▶ **INSTRUÇÕES**
[A] Transcreva do trecho o segmento que começa em "A recessão, o" e termina em "golpe de Estado.".
[B] Enumere os países que, segundo o trecho, compõem os Brics.

▶ **TRECHO**
===============

Correio Braziliense
Os números recentes da economia surpreendem. A
inflação está caindo nos Estados Unidos e no Brasil. O IPCA ficou abaixo de 5%
no acumulado de 12 meses, apesar do imposto sobre a gasolina
“Por que um banco como o Brics não pode ter
uma moeda que pode financiar a relação comercial entre Brasil e China, entre
Brasil e outros países do Brics? É difícil, porque tem gente mal-acostumada,
porque todo mundo depende de uma única moeda. Eu acho que o século 21 pode
mexer com a nossa cabeça e pode nos ajudar, quem sabe, a fazer as coisas
diferentes”, disse o presidente Luiz Inácio Lula da Silva, ontem, em Xangai,
durante a cerimônia de posse da ex-presidente Dilma Rousseff no Novo Banco de
Desenvolvimento, instituição dos Brics (Brasil, Rússia, Índia, China e África
do Sul).
Dilma merece um parêntesis. Está sendo
“reabilitada” pelo presidente Lula, depois do ostracismo em que viveu após o
seu impeachment e a derrota eleitoral em 2018, quando concorreu ao Senado por
Minas Gerais. Como se sabe, a “presidenta”, como gostava de ser chamada, foi
destituída do cargo pelo Congresso, por causa das chamadas “pedaladas fiscais”,
depois de uma sucessão de erros na condução da economia e uma tumultuada relação
com o Congresso, principalmente depois da eleição do ex-deputado Eduardo Cunha
(MDB-RJ) à Presidência da Câmara.
A recessão, o desemprego e a onda de manifestações contra o governo a partir de 2013 não impediram a reeleição de Dilma em 2014, mas desaguaram no seu impeachment, em 2016. No julgamento pelo Senado, perdeu o mandato presidencial, mas manteve os direitos políticos. Após a derrota de 2018, Dilma foi escanteada pelo PT, no entanto voltou à cena política durante a campanha de Lula, que adotou a narrativa de que o impeachment fora um golpe de Estado.

===============

Itens armazenados de uma coleção:
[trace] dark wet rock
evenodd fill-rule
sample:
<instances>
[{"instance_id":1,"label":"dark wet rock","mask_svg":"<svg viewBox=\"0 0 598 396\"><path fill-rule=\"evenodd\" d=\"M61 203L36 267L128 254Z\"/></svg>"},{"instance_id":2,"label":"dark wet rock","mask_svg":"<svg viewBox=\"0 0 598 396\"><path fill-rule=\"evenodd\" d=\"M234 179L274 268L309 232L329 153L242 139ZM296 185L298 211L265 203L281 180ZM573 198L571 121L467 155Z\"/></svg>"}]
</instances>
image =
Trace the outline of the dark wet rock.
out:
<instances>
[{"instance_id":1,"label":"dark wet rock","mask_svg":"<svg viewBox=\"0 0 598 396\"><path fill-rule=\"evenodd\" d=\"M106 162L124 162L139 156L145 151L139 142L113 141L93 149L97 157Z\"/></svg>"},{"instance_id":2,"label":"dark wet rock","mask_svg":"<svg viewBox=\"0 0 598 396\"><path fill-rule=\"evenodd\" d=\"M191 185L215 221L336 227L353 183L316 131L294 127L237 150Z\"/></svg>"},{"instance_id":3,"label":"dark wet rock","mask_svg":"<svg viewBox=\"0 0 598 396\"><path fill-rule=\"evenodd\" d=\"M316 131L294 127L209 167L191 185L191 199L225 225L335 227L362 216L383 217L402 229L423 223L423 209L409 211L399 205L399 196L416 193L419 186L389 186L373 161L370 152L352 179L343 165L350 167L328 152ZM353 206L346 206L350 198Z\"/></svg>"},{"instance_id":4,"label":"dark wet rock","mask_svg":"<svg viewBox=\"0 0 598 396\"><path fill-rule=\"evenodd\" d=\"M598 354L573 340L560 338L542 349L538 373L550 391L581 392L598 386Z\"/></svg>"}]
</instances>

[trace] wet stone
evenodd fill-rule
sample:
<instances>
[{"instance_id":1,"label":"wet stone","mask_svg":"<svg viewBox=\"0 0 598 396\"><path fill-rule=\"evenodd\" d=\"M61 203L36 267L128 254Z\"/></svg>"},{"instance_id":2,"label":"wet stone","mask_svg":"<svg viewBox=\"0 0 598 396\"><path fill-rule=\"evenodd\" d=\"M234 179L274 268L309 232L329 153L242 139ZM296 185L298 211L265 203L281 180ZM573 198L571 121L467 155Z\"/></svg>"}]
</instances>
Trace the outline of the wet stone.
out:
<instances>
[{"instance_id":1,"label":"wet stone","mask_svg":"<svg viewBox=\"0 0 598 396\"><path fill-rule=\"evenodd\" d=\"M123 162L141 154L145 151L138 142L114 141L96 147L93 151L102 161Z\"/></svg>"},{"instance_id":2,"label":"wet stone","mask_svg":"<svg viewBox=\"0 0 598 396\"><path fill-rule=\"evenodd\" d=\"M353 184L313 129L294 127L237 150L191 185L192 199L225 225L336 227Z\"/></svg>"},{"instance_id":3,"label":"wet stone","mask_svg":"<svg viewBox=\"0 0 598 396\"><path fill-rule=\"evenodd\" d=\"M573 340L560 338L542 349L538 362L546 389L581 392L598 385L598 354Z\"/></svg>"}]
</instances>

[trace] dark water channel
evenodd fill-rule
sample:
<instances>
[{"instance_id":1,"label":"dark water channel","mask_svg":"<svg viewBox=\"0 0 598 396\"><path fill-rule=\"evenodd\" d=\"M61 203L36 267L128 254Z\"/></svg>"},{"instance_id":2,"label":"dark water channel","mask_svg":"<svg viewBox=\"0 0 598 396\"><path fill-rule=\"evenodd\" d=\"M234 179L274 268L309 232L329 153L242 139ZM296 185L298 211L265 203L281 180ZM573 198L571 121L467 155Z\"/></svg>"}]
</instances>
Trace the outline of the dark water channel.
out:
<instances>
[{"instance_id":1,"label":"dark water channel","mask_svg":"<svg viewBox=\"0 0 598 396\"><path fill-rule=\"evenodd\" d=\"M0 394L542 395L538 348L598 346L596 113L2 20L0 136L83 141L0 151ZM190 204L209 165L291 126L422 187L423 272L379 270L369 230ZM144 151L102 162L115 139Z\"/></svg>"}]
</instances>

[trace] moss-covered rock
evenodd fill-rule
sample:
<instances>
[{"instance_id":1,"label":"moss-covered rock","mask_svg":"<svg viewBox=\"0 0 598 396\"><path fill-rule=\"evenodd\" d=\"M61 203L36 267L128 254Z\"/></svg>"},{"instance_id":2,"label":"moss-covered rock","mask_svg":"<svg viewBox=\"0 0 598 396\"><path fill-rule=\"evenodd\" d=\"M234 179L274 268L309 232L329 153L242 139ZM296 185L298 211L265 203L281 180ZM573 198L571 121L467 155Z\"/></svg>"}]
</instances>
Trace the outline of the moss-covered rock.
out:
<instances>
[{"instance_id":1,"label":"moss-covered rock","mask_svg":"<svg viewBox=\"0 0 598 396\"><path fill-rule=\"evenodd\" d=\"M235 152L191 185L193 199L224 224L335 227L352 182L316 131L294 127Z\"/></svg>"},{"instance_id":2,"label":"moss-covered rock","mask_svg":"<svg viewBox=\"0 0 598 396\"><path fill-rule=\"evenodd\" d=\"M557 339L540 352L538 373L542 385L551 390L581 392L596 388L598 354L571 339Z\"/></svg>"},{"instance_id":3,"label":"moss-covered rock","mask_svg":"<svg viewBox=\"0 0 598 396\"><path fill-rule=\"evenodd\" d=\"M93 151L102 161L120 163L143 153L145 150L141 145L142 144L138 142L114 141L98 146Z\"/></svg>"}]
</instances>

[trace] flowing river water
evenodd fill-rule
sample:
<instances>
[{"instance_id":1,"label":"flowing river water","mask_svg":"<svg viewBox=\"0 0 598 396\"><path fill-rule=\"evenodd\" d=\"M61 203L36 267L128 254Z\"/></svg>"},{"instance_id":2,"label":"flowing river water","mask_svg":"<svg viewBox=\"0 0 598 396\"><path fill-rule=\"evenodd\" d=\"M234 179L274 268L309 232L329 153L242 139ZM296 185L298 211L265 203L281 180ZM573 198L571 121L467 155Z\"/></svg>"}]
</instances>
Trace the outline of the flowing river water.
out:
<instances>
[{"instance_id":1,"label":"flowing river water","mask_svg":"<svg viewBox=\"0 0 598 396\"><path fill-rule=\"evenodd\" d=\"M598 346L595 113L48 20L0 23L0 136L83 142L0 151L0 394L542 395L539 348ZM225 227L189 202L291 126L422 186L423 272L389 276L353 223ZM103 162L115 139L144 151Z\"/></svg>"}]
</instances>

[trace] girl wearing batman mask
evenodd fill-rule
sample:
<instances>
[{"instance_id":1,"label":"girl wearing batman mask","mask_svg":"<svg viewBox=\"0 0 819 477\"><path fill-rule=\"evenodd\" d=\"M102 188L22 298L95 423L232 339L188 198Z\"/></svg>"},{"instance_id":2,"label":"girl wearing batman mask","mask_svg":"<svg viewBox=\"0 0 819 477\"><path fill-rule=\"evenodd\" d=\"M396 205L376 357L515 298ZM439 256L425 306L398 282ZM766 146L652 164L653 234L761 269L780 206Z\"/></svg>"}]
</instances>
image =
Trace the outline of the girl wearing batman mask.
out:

===============

▶ **RESPOSTAS POR TAREFA**
[A]
A recessão, o desemprego e a onda de manifestações contra o governo a partir de 2013 não impediram a reeleição de Dilma em 2014, mas desaguaram no seu impeachment, em 2016. No julgamento pelo Senado, perdeu o mandato presidencial, mas manteve os direitos políticos. Após a derrota de 2018, Dilma foi escanteada pelo PT, no entanto voltou à cena política durante a campanha de Lula, que adotou a narrativa de que o impeachment fora um golpe de Estado.

[B] Brasil, Rússia, Índia, China e África do Sul.